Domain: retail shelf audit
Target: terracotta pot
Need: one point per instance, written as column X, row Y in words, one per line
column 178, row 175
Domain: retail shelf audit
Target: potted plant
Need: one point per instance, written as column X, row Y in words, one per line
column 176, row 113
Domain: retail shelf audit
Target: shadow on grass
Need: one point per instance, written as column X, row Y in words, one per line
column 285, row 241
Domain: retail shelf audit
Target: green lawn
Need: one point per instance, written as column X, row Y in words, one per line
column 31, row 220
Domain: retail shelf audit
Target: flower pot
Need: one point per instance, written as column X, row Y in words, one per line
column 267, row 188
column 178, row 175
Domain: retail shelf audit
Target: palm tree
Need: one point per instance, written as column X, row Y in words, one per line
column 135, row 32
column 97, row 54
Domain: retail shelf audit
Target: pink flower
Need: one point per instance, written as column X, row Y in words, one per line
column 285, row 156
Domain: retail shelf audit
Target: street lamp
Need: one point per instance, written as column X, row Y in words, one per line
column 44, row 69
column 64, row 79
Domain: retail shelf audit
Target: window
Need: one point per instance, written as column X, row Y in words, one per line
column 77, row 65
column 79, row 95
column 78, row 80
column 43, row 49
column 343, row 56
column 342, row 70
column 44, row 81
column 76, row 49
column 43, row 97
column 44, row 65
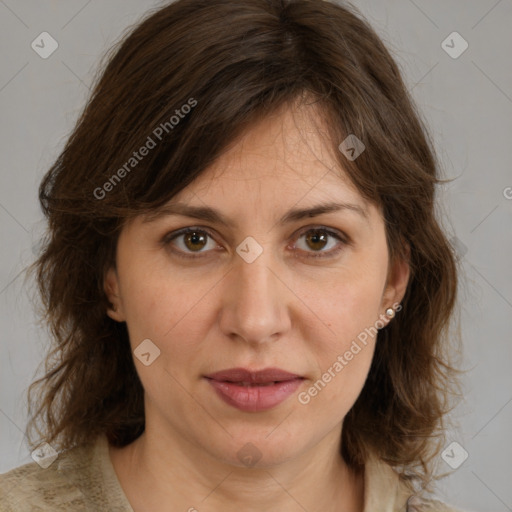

**Work item:**
Reproduce exactly the lines from the beginning of the entries above up to and including the line that contains "Target: shadow on grass".

**Answer to this problem:**
Domain: retail shelf audit
Target: terracotta pot
Need: one point per instance, written as column X, row Y in words, one per line
column 178, row 175
Domain: retail shelf audit
Target: potted plant
Need: one point per instance, written as column X, row Y in words, one per line
column 176, row 113
Domain: retail shelf audit
Target: shadow on grass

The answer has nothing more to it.